Data records:
● ● ●

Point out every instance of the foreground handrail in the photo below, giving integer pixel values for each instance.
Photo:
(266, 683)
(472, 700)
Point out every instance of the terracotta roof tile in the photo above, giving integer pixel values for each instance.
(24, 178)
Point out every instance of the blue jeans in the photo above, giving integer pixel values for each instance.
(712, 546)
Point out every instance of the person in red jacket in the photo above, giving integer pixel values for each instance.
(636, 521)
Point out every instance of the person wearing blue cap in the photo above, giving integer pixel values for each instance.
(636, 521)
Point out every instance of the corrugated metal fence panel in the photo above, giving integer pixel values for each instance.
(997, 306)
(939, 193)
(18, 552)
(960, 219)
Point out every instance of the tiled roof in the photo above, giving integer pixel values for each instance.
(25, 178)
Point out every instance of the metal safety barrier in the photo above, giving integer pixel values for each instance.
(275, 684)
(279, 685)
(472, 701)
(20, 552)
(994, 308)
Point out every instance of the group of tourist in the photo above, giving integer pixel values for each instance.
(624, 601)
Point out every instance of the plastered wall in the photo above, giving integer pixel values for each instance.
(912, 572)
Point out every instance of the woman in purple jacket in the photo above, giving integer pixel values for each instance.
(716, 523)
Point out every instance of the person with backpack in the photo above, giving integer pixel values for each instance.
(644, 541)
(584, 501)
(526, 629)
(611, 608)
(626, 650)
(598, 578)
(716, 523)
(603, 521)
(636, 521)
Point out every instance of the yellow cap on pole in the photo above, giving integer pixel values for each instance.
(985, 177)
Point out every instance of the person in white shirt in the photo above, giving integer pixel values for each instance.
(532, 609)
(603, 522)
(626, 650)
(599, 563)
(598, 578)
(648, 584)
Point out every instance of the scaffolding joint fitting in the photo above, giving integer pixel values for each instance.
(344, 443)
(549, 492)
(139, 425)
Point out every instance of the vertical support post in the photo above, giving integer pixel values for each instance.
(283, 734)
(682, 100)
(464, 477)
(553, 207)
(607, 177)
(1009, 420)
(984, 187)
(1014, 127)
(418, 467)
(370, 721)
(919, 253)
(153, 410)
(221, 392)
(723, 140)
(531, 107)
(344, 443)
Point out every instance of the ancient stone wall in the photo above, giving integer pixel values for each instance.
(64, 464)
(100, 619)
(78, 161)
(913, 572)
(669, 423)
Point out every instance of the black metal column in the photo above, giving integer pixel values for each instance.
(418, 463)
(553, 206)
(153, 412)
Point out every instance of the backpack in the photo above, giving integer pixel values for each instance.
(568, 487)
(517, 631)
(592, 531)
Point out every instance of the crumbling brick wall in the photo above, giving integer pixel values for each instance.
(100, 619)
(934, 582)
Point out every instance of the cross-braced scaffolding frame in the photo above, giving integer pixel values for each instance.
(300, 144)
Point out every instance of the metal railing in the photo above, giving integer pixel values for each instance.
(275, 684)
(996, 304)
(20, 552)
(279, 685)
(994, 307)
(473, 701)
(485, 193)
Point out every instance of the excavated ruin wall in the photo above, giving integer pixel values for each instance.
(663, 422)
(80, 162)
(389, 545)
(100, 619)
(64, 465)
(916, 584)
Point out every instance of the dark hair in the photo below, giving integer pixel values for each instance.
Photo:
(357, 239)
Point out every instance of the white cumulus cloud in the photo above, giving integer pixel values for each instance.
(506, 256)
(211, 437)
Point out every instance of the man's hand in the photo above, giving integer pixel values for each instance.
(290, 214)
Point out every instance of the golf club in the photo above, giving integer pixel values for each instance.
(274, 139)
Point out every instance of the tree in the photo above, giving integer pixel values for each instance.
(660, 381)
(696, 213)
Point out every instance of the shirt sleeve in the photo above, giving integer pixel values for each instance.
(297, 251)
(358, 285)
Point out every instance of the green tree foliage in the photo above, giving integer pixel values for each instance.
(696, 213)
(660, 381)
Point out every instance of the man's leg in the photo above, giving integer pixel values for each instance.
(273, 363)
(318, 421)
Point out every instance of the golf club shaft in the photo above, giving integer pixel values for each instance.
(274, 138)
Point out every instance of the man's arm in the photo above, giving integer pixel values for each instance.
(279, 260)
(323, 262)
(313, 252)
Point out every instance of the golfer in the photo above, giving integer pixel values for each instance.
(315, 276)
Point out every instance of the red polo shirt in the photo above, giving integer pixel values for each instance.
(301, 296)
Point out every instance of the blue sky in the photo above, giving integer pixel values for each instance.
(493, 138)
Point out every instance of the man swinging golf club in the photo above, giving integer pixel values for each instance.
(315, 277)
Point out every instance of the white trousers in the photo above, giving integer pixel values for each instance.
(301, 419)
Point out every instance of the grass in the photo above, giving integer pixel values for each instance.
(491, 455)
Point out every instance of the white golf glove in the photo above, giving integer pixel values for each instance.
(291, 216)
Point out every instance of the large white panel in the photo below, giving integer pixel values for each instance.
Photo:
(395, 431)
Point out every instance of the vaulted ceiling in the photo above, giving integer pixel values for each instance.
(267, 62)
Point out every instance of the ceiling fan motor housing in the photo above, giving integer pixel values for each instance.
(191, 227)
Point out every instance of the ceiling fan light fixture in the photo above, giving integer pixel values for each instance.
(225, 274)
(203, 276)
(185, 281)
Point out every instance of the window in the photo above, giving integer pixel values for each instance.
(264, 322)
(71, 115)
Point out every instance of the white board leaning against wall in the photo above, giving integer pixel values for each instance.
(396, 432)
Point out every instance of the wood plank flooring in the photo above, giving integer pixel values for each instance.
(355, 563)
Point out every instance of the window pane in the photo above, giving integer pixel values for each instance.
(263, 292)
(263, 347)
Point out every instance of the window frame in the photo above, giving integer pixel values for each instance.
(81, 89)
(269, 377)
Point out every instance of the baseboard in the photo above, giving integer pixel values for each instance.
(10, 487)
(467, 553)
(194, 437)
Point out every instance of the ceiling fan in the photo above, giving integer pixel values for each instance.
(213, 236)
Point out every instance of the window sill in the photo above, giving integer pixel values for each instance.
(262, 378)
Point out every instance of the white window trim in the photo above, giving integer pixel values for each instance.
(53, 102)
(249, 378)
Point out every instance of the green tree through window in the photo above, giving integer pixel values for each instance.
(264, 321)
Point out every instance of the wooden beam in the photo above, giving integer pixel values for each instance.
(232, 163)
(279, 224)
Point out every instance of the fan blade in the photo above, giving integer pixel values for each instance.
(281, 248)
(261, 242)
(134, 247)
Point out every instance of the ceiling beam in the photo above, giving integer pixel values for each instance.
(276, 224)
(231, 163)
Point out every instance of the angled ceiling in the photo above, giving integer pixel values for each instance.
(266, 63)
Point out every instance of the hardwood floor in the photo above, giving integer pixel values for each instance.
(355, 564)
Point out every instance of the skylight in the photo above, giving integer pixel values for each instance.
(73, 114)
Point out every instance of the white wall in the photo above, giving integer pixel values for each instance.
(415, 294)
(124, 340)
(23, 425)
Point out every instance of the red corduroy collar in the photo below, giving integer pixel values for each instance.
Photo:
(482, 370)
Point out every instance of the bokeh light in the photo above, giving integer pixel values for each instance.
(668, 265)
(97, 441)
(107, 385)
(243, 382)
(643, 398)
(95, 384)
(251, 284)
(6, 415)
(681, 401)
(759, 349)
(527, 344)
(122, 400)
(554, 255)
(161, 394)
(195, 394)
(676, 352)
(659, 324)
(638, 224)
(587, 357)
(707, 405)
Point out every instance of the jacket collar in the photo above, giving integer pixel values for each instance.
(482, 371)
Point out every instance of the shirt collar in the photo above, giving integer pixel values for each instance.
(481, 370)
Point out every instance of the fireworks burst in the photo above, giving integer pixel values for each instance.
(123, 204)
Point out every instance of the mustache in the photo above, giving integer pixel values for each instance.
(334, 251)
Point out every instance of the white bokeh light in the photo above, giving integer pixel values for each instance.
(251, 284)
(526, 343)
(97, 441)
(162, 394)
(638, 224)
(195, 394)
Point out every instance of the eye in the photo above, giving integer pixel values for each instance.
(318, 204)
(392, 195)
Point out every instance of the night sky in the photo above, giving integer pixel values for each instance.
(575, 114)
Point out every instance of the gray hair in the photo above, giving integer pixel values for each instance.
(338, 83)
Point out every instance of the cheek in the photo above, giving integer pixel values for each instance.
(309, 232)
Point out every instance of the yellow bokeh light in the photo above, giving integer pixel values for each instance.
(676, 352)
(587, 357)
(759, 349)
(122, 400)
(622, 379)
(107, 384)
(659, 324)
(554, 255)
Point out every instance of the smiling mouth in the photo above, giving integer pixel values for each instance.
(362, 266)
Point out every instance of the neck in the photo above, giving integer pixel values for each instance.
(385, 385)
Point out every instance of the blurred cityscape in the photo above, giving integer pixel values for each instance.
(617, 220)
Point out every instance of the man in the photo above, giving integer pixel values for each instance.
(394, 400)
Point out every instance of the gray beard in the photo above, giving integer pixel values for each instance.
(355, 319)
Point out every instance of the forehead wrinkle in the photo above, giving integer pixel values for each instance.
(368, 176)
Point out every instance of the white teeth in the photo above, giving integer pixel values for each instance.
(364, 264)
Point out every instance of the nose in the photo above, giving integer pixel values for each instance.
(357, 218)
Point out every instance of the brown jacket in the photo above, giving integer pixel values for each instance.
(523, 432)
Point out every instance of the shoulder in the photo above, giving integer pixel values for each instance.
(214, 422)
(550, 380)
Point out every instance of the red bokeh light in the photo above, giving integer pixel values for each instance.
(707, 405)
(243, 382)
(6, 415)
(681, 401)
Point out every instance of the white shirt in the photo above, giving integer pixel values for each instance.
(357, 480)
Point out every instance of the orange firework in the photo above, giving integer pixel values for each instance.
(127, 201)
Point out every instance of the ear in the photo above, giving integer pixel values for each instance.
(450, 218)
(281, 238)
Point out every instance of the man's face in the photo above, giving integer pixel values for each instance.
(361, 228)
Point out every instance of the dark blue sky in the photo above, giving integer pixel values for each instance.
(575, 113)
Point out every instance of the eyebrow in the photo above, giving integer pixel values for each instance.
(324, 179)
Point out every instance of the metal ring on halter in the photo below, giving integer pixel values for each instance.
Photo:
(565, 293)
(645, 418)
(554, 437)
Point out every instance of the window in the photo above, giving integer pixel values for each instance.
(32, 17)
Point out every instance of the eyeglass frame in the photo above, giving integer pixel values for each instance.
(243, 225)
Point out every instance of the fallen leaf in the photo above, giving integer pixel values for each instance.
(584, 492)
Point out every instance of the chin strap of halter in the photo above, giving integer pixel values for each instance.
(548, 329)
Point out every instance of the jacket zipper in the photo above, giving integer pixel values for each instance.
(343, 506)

● ● ●

* Exercise brief *
Print, word for word, the stretch of the listing from the line containing "Point out every instance of the fallen" through the last line of the listing.

* Solution to this task *
Point out every instance of the fallen leaf in the photo above, giving integer pixel values for each instance.
(584, 492)
Point out every instance of the chin strap of halter in the photo above, giving integer pixel values for each instance.
(548, 329)
Point out every instance of the jacket zipper in the photo above, giving integer pixel values for each instance.
(343, 506)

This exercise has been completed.